**Quoted text:**
Honble Mr. T.P. Sharma, J 


       Dated:11/09/2009



:       Judgment




                            ORDER

(Passed on 11th September, 2009)

1. This petition under Section 482 of the Code of Criminal
Procedure, 1973 (for short `the Code’), is for quashment of
the order dated 15-7-2009 passed by the 2nd Additional
Sessions Judge (F.T.C.), Janjgir in Criminal Revision
No.44/2009, affirming the order dated 19-6-2009 passed by the
Judicial Magistrate First Class, Champa in Criminal Case
No.1664/2008, whereby learned Judicial Magistrate First Class
has dismissed the application filed on behalf of the
petitioners for bail in terms of Section 437 (6) of the Code.

2. Order is challenged on the ground that without any
reasoned order both the Courts below have dismissed the
application for release of the petitioners and thereby
committed illegality.

3. Brief facts giving rise to this petition are that the
petitioners are facing trial for the offence punishable under
Sections 420, 467, 468, 471, 120B read with Section 34 of the
I.P.C. and Section 4 of the Examination Act. The petitioners
are in custody since 25-8-2008. The case is triable by the
Magistrate. The Judicial Magistrate First Class, Champa has
framed charge against the petitioners of the aforesaid
offences and fixed the case first time for evidence on 15-4-
2009, but even after completion of 60 days, trial has not
been concluded and the application for release of the
petitioners filed under Section 437 (6) of the Code was
dismissed by the Judicial Magistrate First Class on the
ground that the prosecution has cited 64 witnesses, the Court
is not the regular Court and having its Link Court at
different place, and on the ground of heavy pendency of
cases, the application for release of the petitioners on bail
filed under Section 437 (6) of the Code was dismissed. The
petitioners have preferred a revision against the said order
and the same was also dismissed by affirming the order of the
trial Court, vide the order impugned.

**What this exercise asks:**
(A) Condense the paragraph of the court order that begins "Brief facts giving rise to this petition" into a bulleted list that keeps its main facts.
(B) In the court order, since what date have the petitioners been in custody?

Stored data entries
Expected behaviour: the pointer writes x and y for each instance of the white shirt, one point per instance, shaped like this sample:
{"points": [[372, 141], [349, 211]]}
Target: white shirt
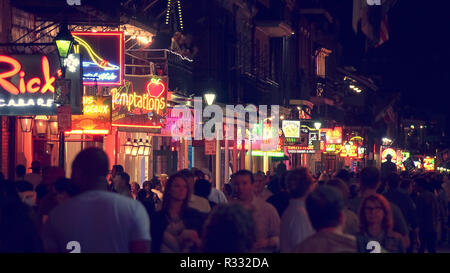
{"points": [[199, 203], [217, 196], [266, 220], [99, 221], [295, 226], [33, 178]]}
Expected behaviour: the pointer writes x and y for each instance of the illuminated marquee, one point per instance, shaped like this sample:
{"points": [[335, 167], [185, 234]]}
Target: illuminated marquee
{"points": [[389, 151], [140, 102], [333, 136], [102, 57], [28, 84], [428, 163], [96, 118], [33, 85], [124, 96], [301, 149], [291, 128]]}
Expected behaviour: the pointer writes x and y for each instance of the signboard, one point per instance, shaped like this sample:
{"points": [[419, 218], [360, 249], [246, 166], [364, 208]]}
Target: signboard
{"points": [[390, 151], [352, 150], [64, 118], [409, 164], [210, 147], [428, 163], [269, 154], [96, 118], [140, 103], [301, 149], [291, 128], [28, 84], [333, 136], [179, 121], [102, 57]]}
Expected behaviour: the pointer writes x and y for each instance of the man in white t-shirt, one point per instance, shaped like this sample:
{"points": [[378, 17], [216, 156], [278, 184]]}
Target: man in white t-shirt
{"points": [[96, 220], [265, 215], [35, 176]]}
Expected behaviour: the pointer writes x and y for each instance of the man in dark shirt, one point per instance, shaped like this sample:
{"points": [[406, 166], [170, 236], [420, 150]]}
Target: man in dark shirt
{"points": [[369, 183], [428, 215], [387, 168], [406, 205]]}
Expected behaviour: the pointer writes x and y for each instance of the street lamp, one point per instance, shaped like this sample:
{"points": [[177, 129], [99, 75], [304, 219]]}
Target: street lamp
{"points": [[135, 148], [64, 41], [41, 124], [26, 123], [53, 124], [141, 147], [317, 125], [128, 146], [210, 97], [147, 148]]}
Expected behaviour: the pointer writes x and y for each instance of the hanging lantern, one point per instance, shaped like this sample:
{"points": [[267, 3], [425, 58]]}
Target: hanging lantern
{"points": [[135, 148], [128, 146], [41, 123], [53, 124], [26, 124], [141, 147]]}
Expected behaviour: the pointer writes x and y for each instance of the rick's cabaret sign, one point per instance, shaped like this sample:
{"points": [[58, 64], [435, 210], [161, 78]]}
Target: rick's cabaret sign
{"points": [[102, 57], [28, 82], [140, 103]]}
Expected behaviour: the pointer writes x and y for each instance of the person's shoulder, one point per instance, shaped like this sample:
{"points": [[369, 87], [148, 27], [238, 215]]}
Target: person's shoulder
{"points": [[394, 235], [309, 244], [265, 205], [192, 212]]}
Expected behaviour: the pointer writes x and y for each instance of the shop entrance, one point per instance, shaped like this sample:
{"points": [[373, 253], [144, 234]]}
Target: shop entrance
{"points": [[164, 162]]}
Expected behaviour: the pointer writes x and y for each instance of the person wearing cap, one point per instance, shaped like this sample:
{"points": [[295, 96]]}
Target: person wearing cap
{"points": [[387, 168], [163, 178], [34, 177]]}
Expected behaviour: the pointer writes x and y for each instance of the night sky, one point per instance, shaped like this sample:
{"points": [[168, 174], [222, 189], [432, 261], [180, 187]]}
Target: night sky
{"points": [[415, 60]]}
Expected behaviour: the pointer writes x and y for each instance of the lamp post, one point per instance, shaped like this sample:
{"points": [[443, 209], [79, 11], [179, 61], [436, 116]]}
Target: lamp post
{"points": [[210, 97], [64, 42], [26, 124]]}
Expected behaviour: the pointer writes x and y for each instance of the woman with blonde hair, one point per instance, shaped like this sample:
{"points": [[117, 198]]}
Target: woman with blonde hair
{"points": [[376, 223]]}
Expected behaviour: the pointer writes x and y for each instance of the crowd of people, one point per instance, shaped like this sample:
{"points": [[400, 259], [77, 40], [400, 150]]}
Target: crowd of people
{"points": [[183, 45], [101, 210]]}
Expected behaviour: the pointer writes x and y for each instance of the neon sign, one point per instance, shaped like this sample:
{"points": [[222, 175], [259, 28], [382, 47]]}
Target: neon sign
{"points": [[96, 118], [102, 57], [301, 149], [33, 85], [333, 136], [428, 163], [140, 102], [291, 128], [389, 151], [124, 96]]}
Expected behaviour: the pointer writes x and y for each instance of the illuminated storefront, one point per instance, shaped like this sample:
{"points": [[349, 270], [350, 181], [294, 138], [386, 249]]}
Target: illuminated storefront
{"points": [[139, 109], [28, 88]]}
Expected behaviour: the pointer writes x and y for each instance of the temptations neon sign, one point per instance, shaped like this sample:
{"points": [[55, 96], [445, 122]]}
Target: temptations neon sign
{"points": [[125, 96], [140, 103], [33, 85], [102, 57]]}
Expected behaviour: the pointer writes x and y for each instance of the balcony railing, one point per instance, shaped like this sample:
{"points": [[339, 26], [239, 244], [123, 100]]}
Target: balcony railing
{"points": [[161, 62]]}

**Answers by task:**
(A)
- The petitioners are on trial for offenses under Sections 420, 467, 468, 471 and 120B read with Section 34 of the I.P.C., and Section 4 of the Examination Act.
- They have been in custody since 25-8-2008.
- The case is triable by the Magistrate.
- The Judicial Magistrate First Class, Champa framed charges and first fixed the case for evidence on 15-4-2009.
- More than 60 days later, the trial had not concluded.
- The Magistrate dismissed the petitioners' bail application under Section 437 (6) of the Code. The grounds were that the prosecution had cited 64 witnesses, the court is not a regular court and has its Link Court at a different place, and there is heavy pendency of cases.
- The petitioners filed a revision against that order, and it was dismissed. The dismissal affirmed the trial court's order.

(B) Since 25-8-2008.